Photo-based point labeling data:
++++++++
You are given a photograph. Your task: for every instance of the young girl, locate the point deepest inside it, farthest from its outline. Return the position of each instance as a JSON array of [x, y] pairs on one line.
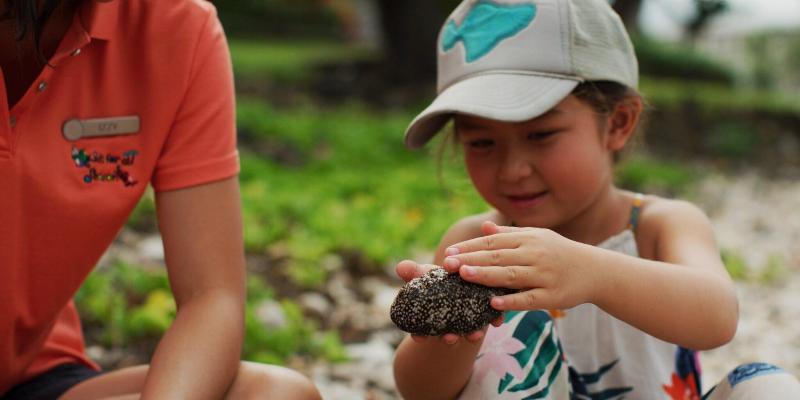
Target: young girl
[[100, 99], [543, 98]]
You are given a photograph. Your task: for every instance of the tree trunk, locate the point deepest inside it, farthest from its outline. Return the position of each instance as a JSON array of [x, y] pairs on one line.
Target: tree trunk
[[410, 30], [628, 10]]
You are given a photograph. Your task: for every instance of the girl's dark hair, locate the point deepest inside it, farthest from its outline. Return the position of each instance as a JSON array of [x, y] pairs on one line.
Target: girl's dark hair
[[29, 19], [603, 97]]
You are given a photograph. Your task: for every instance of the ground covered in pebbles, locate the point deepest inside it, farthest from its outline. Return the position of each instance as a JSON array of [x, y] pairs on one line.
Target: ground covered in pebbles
[[757, 223]]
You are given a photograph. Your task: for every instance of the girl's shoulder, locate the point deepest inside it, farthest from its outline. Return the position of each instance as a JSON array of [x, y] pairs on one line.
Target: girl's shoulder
[[662, 220]]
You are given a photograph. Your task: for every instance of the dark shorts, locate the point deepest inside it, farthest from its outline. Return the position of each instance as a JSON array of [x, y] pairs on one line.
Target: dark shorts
[[51, 384]]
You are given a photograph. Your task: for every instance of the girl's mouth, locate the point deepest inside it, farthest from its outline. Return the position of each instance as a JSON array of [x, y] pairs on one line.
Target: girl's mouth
[[527, 200]]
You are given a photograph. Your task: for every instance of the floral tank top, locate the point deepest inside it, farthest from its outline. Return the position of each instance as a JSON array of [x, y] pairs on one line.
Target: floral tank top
[[581, 353]]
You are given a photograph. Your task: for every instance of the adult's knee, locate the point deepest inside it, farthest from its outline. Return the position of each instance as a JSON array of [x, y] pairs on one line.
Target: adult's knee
[[261, 381]]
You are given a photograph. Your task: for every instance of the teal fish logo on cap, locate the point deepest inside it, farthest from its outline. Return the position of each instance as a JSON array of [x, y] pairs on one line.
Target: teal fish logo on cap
[[486, 25]]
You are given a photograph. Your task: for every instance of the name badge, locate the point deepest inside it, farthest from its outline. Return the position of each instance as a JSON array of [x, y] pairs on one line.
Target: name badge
[[76, 129]]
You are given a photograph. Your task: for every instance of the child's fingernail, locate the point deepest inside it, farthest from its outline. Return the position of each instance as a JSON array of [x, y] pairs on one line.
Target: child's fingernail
[[451, 262], [497, 302]]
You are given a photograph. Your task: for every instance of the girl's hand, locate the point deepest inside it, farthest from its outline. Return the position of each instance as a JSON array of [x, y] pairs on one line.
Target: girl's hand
[[551, 271], [408, 270]]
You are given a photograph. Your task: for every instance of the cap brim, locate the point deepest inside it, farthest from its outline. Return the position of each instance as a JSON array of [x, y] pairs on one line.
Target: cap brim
[[501, 96]]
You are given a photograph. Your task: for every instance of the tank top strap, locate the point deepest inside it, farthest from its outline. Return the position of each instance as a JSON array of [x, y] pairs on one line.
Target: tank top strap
[[633, 221]]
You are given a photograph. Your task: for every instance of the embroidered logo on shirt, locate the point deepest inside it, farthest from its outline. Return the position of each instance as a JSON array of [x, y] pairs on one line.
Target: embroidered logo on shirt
[[105, 167]]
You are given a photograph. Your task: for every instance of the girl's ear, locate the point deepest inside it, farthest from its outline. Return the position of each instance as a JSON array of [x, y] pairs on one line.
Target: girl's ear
[[622, 122]]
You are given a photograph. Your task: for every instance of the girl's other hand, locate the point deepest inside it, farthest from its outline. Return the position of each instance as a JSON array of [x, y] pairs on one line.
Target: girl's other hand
[[551, 271], [408, 270]]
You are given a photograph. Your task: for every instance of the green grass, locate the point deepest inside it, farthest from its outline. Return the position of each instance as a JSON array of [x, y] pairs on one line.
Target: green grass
[[648, 175], [125, 304], [711, 97], [287, 61]]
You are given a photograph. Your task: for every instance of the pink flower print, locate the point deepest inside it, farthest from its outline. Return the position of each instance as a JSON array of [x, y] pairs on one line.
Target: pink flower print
[[496, 354]]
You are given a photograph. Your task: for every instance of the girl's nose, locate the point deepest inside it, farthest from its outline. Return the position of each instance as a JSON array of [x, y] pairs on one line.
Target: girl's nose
[[515, 167]]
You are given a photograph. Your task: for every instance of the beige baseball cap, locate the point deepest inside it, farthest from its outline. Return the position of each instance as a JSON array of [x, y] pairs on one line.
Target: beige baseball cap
[[513, 60]]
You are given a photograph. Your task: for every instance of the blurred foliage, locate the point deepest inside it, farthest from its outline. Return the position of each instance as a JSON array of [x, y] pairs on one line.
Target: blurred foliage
[[123, 304], [709, 97], [678, 61], [278, 18], [772, 272], [288, 61], [342, 182], [735, 264], [127, 301], [649, 175]]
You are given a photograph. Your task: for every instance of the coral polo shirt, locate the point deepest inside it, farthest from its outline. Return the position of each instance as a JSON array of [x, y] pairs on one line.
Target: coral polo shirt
[[139, 92]]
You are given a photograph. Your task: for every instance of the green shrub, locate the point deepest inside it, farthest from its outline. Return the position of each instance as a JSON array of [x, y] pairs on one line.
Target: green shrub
[[675, 61], [649, 175], [735, 264]]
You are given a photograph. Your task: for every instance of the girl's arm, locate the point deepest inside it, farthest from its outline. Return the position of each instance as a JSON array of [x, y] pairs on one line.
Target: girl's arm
[[684, 297], [687, 296], [437, 368], [201, 228]]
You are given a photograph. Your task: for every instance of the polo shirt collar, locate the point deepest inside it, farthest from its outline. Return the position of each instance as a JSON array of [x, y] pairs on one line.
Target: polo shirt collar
[[100, 19]]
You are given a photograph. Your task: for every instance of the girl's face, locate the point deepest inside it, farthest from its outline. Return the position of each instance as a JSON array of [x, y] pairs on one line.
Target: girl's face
[[543, 172]]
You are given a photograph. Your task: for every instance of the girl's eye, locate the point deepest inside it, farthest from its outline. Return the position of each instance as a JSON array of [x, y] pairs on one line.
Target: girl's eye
[[538, 136]]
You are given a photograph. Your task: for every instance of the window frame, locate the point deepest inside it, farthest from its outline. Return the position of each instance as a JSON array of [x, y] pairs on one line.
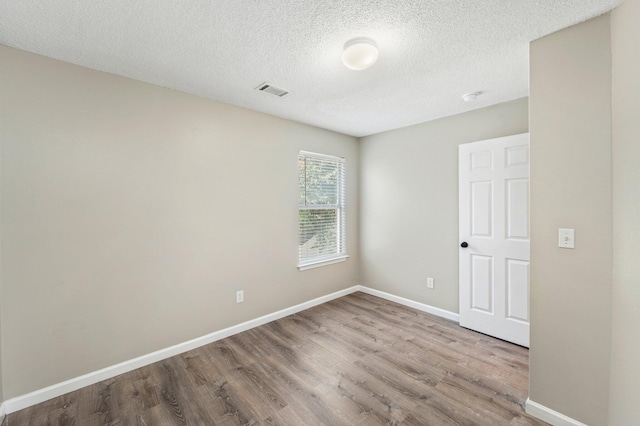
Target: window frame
[[340, 254]]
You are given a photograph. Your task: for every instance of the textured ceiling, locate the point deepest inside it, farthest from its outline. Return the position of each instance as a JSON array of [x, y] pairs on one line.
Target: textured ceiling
[[431, 51]]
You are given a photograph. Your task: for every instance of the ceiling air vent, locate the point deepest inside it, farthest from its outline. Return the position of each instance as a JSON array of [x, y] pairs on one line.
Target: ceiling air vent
[[272, 90]]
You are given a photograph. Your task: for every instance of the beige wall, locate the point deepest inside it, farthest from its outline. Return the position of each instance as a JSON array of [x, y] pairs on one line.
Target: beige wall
[[409, 201], [625, 353], [131, 214], [570, 126]]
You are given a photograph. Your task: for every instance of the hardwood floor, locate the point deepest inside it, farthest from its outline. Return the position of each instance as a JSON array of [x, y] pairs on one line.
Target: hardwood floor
[[357, 360]]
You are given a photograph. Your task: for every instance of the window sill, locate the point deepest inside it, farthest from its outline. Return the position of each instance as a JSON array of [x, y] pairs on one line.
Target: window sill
[[322, 263]]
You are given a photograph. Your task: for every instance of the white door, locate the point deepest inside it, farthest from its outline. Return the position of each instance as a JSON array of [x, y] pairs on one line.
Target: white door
[[494, 237]]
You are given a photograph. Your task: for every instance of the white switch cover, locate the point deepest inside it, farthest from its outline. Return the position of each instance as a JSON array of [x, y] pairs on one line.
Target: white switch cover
[[566, 238]]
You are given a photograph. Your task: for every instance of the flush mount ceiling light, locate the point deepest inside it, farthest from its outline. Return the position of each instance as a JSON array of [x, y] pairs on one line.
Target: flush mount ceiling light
[[470, 97], [359, 53]]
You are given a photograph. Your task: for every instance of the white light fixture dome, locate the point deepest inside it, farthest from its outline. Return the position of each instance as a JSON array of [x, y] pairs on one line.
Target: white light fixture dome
[[360, 53], [471, 97]]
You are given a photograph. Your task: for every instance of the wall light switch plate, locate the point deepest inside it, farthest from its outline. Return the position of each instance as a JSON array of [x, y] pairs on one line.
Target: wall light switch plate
[[566, 238]]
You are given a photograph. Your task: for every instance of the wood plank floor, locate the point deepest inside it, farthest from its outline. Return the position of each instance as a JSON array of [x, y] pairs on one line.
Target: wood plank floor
[[357, 360]]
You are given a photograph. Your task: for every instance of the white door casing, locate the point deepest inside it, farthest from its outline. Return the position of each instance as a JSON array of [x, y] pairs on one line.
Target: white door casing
[[494, 222]]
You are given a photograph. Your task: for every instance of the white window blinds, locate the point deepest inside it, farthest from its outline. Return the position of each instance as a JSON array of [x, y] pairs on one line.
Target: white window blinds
[[321, 208]]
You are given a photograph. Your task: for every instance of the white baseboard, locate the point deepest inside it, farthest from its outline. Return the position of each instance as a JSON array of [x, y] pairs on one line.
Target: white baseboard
[[411, 303], [548, 415], [20, 402]]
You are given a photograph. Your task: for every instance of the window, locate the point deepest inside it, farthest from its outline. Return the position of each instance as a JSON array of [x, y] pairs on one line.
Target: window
[[321, 210]]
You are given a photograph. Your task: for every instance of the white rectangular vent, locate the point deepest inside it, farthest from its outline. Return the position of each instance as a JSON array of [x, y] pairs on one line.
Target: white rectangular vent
[[272, 90]]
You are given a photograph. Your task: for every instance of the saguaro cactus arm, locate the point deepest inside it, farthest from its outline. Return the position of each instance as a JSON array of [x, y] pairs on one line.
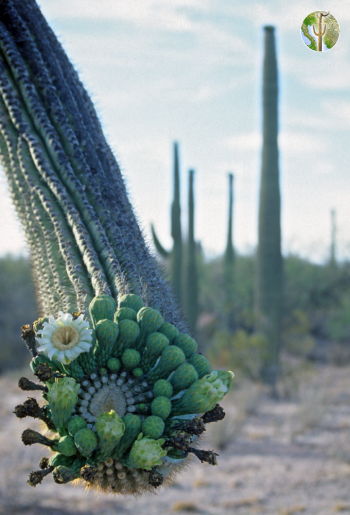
++++++++
■ PROBLEM STATEMENT ■
Reproduce the lines from the one containing "girl's nose, locate" through the one containing "[[139, 92]]", inclusive.

■ SOLUTION TO THE EXERCISE ■
You are given a photograph. Your task: for every instance of the girl's nose, locate the point deepest inside it, farthest from its outline. Return the position of each instance as a JSON array of [x, y] pairs on one line.
Target: girl's nose
[[515, 167]]
You are given a photograph. Your task: for every instance of the beige baseball cap, locate the point deepest inside it, farthest from its outline. Return the position of each instance as a JSON array of [x, y] pairs on one line.
Target: beige baseball cap
[[513, 60]]
You are given a photograph. Your task: for every instance of the blurred foliage, locate the point deepest inside it, farthest from its outline. Return the position of each instance as a JSON array of [x, y] pairs on one line.
Target: blurred foliage
[[123, 304], [709, 97], [678, 61], [278, 18], [772, 272], [288, 61], [342, 182], [735, 264], [127, 301], [649, 175]]
You are given a photograph. Your task: for every instance of the coral polo shirt, locate the point deepest inside it, farthest from its outline. Return the position of each instance as a JSON array of [x, y] pairs on one line.
Target: coral polo shirt
[[139, 92]]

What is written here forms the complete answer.